2018 Election Campaign: Gina Maini

election

#1

Gina Maini
Twitter: @wiredsis

Who even is this chick?

I’m an ex-JavaScript/ex-OCaml developer currently making a living writing F# at Jet as a library and platform engineer. I’ve worked on many systems at Jet: divergence detection, distributed tracing, web APIs, event streaming libraries, and many more-- all in F#. I became familiar with many in the community through my speaking and lectures at meetups. I love the F# community because unlike other places on the interwebz, people here want to help you and get what it means to be inclusive.

Why I’d Like To Be Considered
People who know me know that I am a passionate, little spitfire. I’m honest and I don’t pull punches, which is why I can tell you that Jet has not done enough for the community. As I see it, we have a lot of work to do giving back. We stand a lot to gain by learning from you all here.

We have been negligent in our duties as users of OSS and I’m actively working with others internally to change the culture in a radical way. Myself and others have formed a community of practice internally with executive sponsorship specifically dedicated to Open Source. We have crunched the numbers on developer sentiment in our company and are presenting “dollars and cents” business value and importance of Open Source to the leadership of Jet. We are mobilizing and creating processes around allowing our developers to open source great F# libraries and are currently incubating ideas for how we could engage and mentor newer members of Jet.

Thank You For Your Time And Consideration
If you want to know more about my previous Open Source work in OCaml, why my undergraduate degree is in Music Theatre, or how to toilet train a cat-- or really, anything– feel free to reach out to me on FSSF Slack.

_GIVEN EXERCISE 1_
Locate every line in the listing below that contains the string "rear", and copy each of those lines. Treat the match as case-sensitive.
_GIVEN EXERCISE 2_
Extend the campaign statement above, picking up right after its final sentence.

_EXERCISE MATERIAL_

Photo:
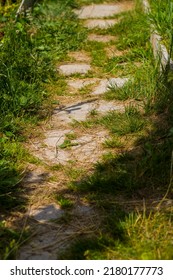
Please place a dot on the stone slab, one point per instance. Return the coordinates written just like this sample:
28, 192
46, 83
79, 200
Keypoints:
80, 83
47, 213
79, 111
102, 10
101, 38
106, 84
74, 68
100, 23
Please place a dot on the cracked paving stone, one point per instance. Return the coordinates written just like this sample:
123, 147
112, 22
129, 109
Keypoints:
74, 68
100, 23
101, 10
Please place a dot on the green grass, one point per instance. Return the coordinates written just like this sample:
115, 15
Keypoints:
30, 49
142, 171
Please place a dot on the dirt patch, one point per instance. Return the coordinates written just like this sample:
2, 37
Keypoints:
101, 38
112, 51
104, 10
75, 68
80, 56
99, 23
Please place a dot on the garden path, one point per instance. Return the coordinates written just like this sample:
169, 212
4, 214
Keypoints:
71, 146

* * *

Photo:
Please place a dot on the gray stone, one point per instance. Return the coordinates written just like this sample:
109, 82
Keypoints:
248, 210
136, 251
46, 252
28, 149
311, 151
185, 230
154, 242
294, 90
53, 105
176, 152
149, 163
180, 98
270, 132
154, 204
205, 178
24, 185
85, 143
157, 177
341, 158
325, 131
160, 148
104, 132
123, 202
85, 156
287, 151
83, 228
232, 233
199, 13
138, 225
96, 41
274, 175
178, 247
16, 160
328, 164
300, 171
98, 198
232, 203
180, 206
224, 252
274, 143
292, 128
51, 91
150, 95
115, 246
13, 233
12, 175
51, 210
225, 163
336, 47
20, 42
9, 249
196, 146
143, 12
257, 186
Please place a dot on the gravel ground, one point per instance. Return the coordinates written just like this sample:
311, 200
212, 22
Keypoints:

--

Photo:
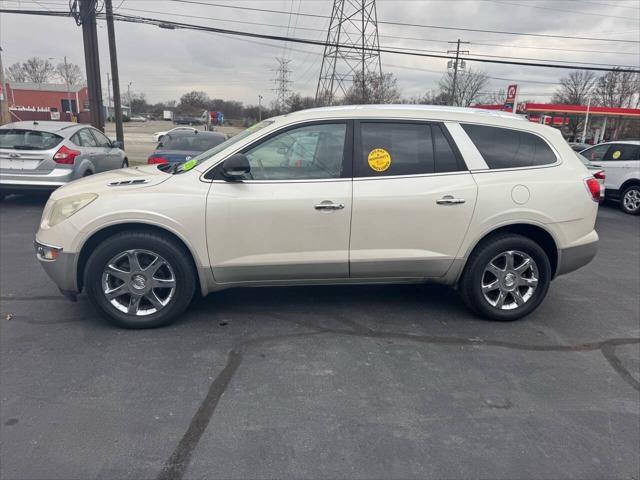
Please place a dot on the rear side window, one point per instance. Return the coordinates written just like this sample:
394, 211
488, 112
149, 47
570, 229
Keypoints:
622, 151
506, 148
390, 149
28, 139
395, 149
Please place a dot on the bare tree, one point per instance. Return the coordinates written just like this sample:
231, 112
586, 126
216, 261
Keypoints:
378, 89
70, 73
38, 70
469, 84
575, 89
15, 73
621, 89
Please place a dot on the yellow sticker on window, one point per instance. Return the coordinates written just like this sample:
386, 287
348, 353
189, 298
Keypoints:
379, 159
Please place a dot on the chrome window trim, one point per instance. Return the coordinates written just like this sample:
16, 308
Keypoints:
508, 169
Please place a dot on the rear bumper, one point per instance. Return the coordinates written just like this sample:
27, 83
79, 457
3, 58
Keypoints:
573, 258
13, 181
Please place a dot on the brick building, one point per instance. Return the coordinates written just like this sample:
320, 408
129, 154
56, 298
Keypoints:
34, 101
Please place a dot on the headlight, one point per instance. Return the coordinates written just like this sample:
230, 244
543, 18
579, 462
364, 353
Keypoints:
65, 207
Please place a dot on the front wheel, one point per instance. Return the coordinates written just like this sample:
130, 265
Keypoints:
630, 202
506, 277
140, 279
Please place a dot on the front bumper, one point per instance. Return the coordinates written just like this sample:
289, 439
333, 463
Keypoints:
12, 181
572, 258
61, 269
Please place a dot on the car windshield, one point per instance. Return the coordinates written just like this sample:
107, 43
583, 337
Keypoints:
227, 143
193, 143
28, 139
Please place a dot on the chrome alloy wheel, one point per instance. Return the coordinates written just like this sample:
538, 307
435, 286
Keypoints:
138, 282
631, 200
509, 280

_OUTPUT 1_
Please place a dot on the rear side window, one point per instance. Return the coordinates written just like this sample:
Please place a dot on the rear bumper, one point per instance. Return the coordinates written just like this sample:

_OUTPUT 2_
#2

Gina,

Given this:

Myself and others have formed a community of practice internally with executive sponsorship specifically dedicated to Open Source. We have crunched the numbers on developer sentiment in our company and are presenting “dollars and cents” business value and importance of Open Source to the leadership of Jet.

Do you feel that you’ve learned lessons in this process that might be applicable to other companies using F#? One of the biggest issues F# seems to have is a lot of “heads down” corporate users - I’d be curious whether you have any ideas of ways to engage with this massive community, and get them connected to FSSF and the community as a whole.


#3

Yeah, great question @reedcopsey.

I don’t think there is a magic formula for moving a large, enterprise corporation to OSS. But if there were to exist such an alchemy, the root ingredient would be profits. You have to convey business value to your product org and executive leadership. There are a few ways to go about gathering meaningful data and presenting a compelling story. Some people focus on dollars and cents value to main product impact (which is useful), but overlook developer happiness, recruiting, and tech brand. I would say to folks trying to make their orgs care more to focus on presenting a full picture in a high-level way (I’m working on a snazzy white paper with nice graphs and sentiment analysis).

And then, as a last note in response to “get them connected to FSSF and the community as a whole”: I feel like it’s not just about # of connections it’s about quality of such connections. You want to foster good principles, mentorship, and learning between your organization and FSSF. Packaging a subscription to FSSF with your IDE subscription when your devs start (as part of a learning and development component) might be a great start. I would sell it to business as access to the broader community to bounce questions of design, language, and frameworks. I think Jet will contemplate this a bit more in the coming year as we could stand to gain a lot with this type of policy. Baby steps :slight_smile:

TL;DR it’s all about story telling.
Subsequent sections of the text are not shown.